- Opening Delimiter -

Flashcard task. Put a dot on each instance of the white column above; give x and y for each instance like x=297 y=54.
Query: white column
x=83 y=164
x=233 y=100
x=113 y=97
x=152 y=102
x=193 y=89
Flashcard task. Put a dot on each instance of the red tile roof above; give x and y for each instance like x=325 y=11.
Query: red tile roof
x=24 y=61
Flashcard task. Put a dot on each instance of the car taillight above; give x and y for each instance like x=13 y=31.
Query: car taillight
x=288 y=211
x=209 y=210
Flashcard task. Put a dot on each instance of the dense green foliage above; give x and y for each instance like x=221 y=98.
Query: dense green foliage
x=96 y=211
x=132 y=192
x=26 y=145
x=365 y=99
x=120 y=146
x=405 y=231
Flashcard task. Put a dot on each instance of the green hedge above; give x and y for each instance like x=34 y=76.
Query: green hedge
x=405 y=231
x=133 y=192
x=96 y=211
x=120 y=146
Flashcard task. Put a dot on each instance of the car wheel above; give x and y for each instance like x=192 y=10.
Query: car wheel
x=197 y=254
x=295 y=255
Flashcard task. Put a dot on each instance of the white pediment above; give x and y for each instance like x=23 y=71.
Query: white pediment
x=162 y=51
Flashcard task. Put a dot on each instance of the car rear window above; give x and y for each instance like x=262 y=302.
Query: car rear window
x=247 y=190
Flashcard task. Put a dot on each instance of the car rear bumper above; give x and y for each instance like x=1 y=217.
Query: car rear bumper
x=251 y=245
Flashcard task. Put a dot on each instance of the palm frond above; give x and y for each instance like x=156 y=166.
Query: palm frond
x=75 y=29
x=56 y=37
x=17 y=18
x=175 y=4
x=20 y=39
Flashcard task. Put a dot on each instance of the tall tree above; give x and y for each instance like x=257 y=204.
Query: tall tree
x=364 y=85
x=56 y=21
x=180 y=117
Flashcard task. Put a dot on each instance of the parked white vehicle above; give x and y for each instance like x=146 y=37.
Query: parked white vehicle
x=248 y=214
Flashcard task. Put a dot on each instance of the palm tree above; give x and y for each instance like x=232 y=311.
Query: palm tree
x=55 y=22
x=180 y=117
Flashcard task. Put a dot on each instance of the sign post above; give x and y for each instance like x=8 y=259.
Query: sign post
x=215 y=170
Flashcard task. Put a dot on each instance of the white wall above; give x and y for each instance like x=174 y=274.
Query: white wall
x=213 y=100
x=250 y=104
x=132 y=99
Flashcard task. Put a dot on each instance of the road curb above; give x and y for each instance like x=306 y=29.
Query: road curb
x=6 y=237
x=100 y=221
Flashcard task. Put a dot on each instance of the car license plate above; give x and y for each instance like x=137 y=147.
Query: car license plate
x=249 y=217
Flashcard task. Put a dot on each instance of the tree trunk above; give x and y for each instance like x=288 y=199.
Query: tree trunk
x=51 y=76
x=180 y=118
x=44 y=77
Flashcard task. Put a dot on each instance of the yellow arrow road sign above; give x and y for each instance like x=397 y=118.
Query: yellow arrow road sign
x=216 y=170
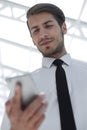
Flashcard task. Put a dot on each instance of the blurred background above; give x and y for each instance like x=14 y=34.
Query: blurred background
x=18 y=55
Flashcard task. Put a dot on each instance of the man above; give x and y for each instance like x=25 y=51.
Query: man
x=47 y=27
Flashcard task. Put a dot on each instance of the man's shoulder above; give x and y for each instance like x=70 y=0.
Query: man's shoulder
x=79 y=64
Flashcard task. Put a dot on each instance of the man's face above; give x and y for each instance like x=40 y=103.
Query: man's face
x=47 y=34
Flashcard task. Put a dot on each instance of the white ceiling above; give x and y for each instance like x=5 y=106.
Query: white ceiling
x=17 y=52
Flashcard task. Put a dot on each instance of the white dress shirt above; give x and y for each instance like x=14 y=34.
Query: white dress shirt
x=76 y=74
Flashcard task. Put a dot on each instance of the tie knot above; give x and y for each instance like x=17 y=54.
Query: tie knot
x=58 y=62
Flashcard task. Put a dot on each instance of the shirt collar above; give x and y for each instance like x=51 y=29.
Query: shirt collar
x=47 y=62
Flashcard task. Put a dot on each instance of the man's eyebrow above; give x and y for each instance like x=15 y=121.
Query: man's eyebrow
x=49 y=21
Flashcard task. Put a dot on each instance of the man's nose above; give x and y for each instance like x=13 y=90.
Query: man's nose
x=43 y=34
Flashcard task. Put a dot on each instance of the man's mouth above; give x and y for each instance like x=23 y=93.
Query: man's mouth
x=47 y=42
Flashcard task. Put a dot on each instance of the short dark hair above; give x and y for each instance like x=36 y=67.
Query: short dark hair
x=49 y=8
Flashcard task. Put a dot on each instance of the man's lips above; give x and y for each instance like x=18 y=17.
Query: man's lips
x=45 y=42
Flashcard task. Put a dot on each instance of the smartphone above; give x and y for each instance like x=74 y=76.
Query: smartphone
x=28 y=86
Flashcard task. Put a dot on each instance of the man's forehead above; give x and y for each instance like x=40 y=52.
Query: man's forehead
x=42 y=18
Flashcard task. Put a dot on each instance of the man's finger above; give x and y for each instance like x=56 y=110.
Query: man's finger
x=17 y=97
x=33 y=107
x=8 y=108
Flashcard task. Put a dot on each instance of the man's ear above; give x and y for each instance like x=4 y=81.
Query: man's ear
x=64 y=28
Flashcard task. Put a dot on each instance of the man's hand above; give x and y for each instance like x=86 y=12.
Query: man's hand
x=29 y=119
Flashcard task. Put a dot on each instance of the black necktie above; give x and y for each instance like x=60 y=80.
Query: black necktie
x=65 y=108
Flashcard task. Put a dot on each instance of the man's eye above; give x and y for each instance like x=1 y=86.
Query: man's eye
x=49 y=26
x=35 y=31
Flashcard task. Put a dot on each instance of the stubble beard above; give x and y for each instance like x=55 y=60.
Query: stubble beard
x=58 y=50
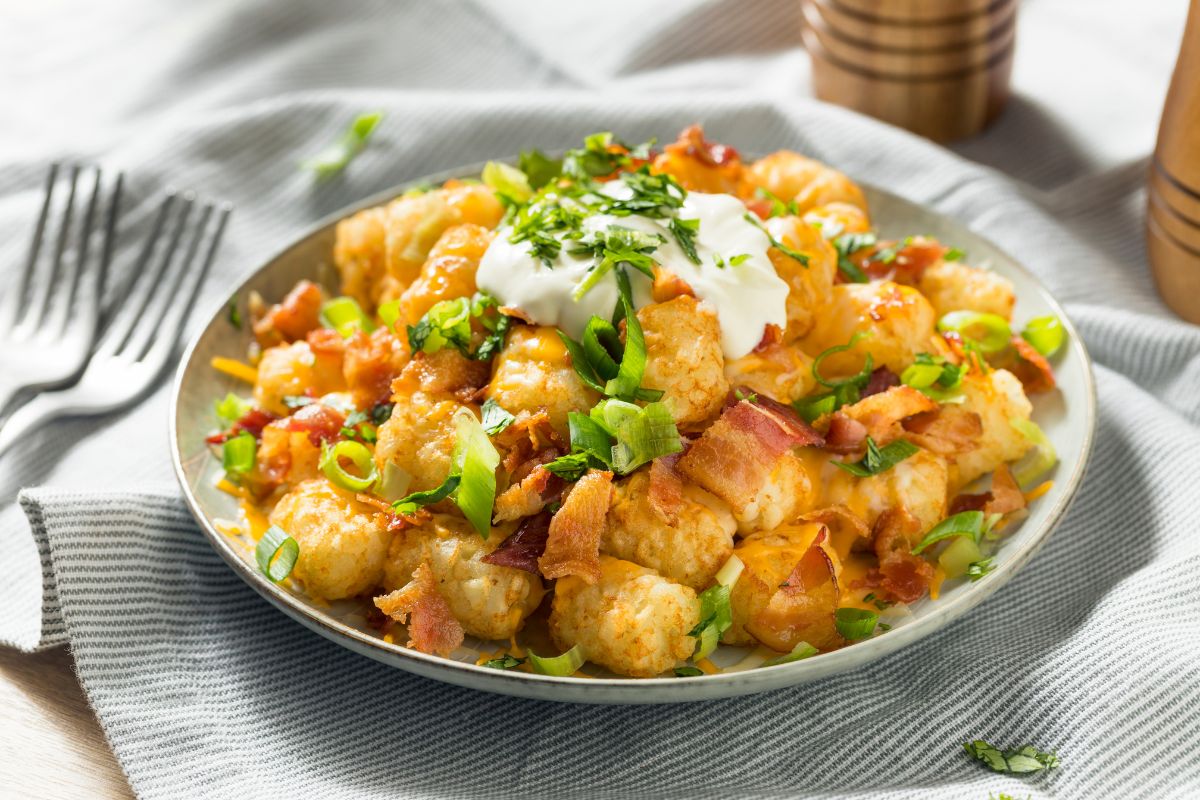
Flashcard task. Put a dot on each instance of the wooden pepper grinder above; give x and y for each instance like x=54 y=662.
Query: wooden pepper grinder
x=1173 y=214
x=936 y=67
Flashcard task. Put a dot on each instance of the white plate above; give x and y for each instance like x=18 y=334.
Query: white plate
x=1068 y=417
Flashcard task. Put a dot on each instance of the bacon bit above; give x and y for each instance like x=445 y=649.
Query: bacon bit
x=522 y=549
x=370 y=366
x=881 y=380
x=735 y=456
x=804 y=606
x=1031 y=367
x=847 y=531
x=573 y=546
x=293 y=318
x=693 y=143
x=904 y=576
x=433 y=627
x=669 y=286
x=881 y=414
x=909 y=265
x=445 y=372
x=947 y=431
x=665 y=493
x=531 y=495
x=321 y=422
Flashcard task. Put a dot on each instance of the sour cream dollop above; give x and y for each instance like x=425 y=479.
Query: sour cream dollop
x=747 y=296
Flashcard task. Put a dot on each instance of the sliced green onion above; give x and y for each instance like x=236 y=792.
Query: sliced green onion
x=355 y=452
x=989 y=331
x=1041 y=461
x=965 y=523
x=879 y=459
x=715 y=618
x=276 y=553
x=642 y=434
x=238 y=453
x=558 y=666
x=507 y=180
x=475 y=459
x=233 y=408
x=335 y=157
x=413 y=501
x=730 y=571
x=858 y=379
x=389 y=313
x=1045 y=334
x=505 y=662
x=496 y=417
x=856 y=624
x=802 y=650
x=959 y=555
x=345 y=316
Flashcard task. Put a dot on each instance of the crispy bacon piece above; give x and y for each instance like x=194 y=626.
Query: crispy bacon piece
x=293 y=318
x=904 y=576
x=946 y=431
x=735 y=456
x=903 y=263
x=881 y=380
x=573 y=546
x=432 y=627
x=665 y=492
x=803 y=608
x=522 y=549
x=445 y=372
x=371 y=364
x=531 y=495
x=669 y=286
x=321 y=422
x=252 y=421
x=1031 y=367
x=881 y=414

- Closing Delimiter -

Without any pictures, output the entries above exactly as they appear.

Flashcard task. Put a dot on each instance of the white column above; give x and y for each instance like x=297 y=54.
Query: white column
x=83 y=164
x=233 y=100
x=113 y=97
x=152 y=102
x=193 y=89
Flashcard task. Put a dot on each instance of the red tile roof above; give x and y for each instance like x=325 y=11.
Query: red tile roof
x=24 y=61
Flashcard task. Put a dot on each instance of the car taillight above; give x and y for each instance like x=13 y=31.
Query: car taillight
x=288 y=211
x=209 y=210
Flashcard task. Put a dot on each instance of the dense green foliage above; give x and y for each instance like x=221 y=98.
Query: dense green foliage
x=96 y=211
x=132 y=192
x=26 y=145
x=365 y=99
x=120 y=146
x=405 y=231
Flashcard task. Put a dot on each instance of the green hedge above; give x and y for each instance like x=34 y=76.
Query: green hedge
x=405 y=231
x=133 y=192
x=96 y=211
x=120 y=146
Flashcard task. Put a dot on each instance of the car wheel above; give x and y for each instance like x=192 y=10.
Query: car wheel
x=197 y=254
x=295 y=255
Flashcard task. Put a dot on each instance of the white pediment above; give x and y for each instance like x=23 y=71.
Query: white pediment
x=162 y=51
Flashcard task. Put a dot on each instance of the car rear window above; give x and y for each instance like x=262 y=302.
Query: car rear window
x=247 y=190
Flashcard task. Put a dot on each instance of the car rear bumper above; give x and y for each instance like x=1 y=217.
Query: car rear bumper
x=251 y=245
Flashcard task. Put a dot on each instance of the palm frond above; give x and y for each instance like x=156 y=166.
Query: palm frond
x=75 y=29
x=56 y=37
x=17 y=18
x=175 y=4
x=20 y=39
Flashcard task. Put a dot on each instance of the tall tree above; give x and y for each instance like x=257 y=204.
Query: tall tree
x=364 y=85
x=56 y=21
x=180 y=117
Flashcard task. Put a dot on each instance of the parked white vehicle above; give x and y for each instance like x=146 y=37.
Query: parked white vehicle
x=248 y=214
Flashcard task. Put a dot on each instance of the palm tree above; give x and y for each instance like x=232 y=311.
Query: palm tree
x=55 y=22
x=180 y=117
Flashcard task. Put a dot on each instance of the sign post above; give x and y for each instance like x=8 y=259.
Query: sign post
x=215 y=170
Flashcard task. Put a dot on each instance of the white wall above; give x and y for each instance like x=174 y=274.
Query: white wall
x=213 y=100
x=250 y=104
x=132 y=99
Flashcard task. Put a dot on each instance of the road curb above; give x and y for each instance like x=306 y=29.
Query: road curb
x=6 y=237
x=100 y=221
Flashcard task. Put a dot on each instance of the car license plate above; give x and y for each instance like x=137 y=147.
Query: car license plate
x=249 y=217
Flashcard task. Put a dot on each instance of the tree trunk above; give x and y for each instance like x=288 y=199.
Query: tree trunk
x=51 y=76
x=180 y=118
x=44 y=77
Flashcard task. Put a dot on each instance of the yellow arrow road sign above; give x and y for each instance like x=397 y=118.
Query: yellow arrow road sign
x=216 y=170
Flashcard task. Put a dot on each instance of the blurred background above; give x and y for each instance like x=14 y=34.
Query: blurred background
x=18 y=55
Flashcard task. Put a dot on each instance of the man above; give x and y for each instance like x=25 y=51.
Query: man
x=47 y=27
Flashcard task. Put a dot on each instance of the man's shoulder above; give x and y for each instance like x=70 y=0.
Query: man's shoulder
x=79 y=64
Flashcard task. Put a dot on each instance of the man's face above; give x and y for each instance like x=40 y=103.
Query: man's face
x=47 y=34
Flashcard task. Put a dot on each instance of the white ceiling above; give x and y for each instance like x=5 y=106.
Query: white ceiling
x=17 y=52
Flashcard task. Put a dot on each instance of the white dress shirt above; give x and y for each instance like x=14 y=34.
Query: white dress shirt
x=76 y=74
Flashcard task. Put a dot on each instance of the tie knot above; give x and y for each instance like x=17 y=54.
Query: tie knot
x=58 y=62
Flashcard task. Put a dot on each instance of the shirt collar above; give x and y for each instance like x=51 y=29.
Query: shirt collar
x=47 y=62
Flashcard task. Put a dot on each instance of the man's eyebrow above; give x and y for each instance like x=15 y=121.
Query: man's eyebrow
x=49 y=21
Flashcard task. Put a dot on each instance of the man's nose above; give x and y for each instance like x=13 y=90.
Query: man's nose
x=43 y=34
Flashcard task. Put a dot on each instance of the man's mouth above; give x and y for each instance like x=23 y=93.
Query: man's mouth
x=47 y=42
Flashcard task. Put a dot on each instance of the short dark hair above; give x and y for each instance like x=36 y=67.
Query: short dark hair
x=49 y=8
Flashcard task. Put a dot on each instance of the man's lips above; give x and y for each instance like x=18 y=17.
Query: man's lips
x=45 y=42
Flashcard task. Put a dot on each instance of the smartphone above; give x and y for each instance like x=74 y=76.
Query: smartphone
x=28 y=86
Flashcard task. Put a dot on each instance of the man's forehead above; give x and y for each instance like x=40 y=52.
Query: man's forehead
x=42 y=18
Flashcard task. Put a dot on each instance of the man's finger above; give x and y for each instance like x=56 y=110.
Query: man's finger
x=17 y=97
x=33 y=107
x=8 y=108
Flashcard task. Put a dot on each instance of the man's ear above; give x and y for each instance like x=4 y=81.
Query: man's ear
x=64 y=28
Flashcard task. Put a dot on each instance of the man's hand above; give x and y for each instance like x=86 y=12.
Query: man's hand
x=29 y=119
Flashcard task. Put a dot on each instance of the black necktie above; give x and y for each instance like x=60 y=80.
Query: black necktie
x=65 y=108
Flashcard task. Put a dot on each instance of the man's eye above; give x and y for each instance like x=1 y=86.
Query: man's eye
x=49 y=26
x=35 y=31
Flashcard task. Put a dot on each instance of the stubble beard above; give x and y for each instance like x=55 y=60.
Query: stubble beard
x=58 y=50
Flashcard task. Put a dot on each instance of the wooden pepper grinder above; give x and y for each instance like x=54 y=662.
Query: wooden pepper grinder
x=1173 y=214
x=936 y=67
Flashcard task. Put a dot on each instance of the white plate above; give x and y for each instance like x=18 y=334.
Query: white plate
x=1068 y=417
Flashcard task. Put a dot on each instance of the bacon bit above; give x and y for each instance like x=445 y=649.
Query: bacon bit
x=522 y=549
x=370 y=366
x=881 y=380
x=735 y=456
x=804 y=606
x=1031 y=367
x=847 y=531
x=573 y=546
x=293 y=318
x=693 y=143
x=904 y=576
x=433 y=627
x=669 y=286
x=881 y=414
x=909 y=265
x=445 y=372
x=947 y=431
x=665 y=493
x=531 y=495
x=321 y=422
Flashcard task. Put a dot on each instance of the sour cream dollop above; give x and y for each instance like x=425 y=479.
Query: sour cream dollop
x=747 y=296
Flashcard task. Put a dot on each instance of the sliced green onion above; give x and y for each instance like x=236 y=792.
Query: sliced green onion
x=355 y=452
x=989 y=331
x=1041 y=461
x=965 y=523
x=879 y=459
x=715 y=618
x=276 y=553
x=642 y=434
x=238 y=453
x=558 y=666
x=507 y=180
x=475 y=459
x=233 y=408
x=335 y=157
x=413 y=501
x=730 y=571
x=858 y=379
x=389 y=313
x=1045 y=334
x=505 y=662
x=496 y=417
x=856 y=624
x=802 y=650
x=959 y=555
x=345 y=316
Flashcard task. Put a dot on each instance of the crispy bacon piece above; give x and y for each instance like x=194 y=626.
Query: crispy bacon piece
x=293 y=318
x=904 y=576
x=946 y=431
x=735 y=456
x=903 y=263
x=881 y=380
x=573 y=546
x=432 y=627
x=665 y=492
x=803 y=608
x=522 y=549
x=445 y=372
x=371 y=364
x=531 y=495
x=669 y=286
x=321 y=422
x=252 y=421
x=1031 y=367
x=881 y=414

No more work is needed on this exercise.